What the task asks: Please retype the listing below exactly, starting at the line that contains "Target: black microphone head" and ending at its final line, with both of those lines included.

Records for the task:
++++++++++++++++++++

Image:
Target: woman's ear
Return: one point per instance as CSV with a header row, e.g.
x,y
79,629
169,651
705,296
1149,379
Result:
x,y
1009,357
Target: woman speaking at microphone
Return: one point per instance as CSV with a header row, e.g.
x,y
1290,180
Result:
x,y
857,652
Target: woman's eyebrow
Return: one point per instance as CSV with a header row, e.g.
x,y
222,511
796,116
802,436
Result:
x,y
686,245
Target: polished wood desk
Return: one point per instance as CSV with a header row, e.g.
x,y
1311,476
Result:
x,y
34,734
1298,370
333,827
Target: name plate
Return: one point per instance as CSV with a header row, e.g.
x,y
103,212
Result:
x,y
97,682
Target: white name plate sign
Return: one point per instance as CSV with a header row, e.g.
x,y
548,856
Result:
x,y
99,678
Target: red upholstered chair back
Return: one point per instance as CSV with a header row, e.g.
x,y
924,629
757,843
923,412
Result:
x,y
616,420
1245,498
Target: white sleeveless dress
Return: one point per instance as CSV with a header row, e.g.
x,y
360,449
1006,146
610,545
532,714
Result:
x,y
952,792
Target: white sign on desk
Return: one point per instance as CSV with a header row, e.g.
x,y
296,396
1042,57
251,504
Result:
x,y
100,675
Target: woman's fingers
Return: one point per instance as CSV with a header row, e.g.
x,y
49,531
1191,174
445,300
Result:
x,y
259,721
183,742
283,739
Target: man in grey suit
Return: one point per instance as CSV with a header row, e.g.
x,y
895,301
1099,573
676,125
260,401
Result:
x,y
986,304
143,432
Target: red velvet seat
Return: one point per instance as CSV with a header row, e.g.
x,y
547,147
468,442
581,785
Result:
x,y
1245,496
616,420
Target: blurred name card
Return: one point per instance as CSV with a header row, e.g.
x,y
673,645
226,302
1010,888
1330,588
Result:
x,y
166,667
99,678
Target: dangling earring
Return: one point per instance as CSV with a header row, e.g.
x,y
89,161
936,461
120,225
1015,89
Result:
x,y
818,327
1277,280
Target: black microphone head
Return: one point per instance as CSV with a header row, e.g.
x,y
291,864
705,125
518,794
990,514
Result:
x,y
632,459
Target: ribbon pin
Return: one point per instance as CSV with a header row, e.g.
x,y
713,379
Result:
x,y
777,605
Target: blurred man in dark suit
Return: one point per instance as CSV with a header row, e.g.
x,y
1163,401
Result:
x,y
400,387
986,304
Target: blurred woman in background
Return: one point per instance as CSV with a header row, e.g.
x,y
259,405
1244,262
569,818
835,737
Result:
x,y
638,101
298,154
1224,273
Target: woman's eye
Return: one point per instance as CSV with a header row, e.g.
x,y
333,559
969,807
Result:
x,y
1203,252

++++++++++++++++++++

Expected answer:
Target: black microphone head
Return: one point per instance as CSV with a header row, e.g.
x,y
291,864
705,125
518,794
990,514
Result:
x,y
632,459
Target: ribbon pin
Return: one point per instance as CSV with a header row, e.g.
x,y
713,379
Result:
x,y
777,605
Target: blurred man in dark suit
Return: one point per instance as CSV with a header row, e.g.
x,y
1163,401
Result:
x,y
400,387
986,304
Target: blurred woman in background
Return: one point per instance as CSV with a header row, e.g.
x,y
259,405
1244,262
569,818
835,737
Result:
x,y
638,101
298,154
1224,273
Target: woman's eye
Return: one point per instance as CSV with a header row, e.g.
x,y
333,559
969,807
Result:
x,y
1203,252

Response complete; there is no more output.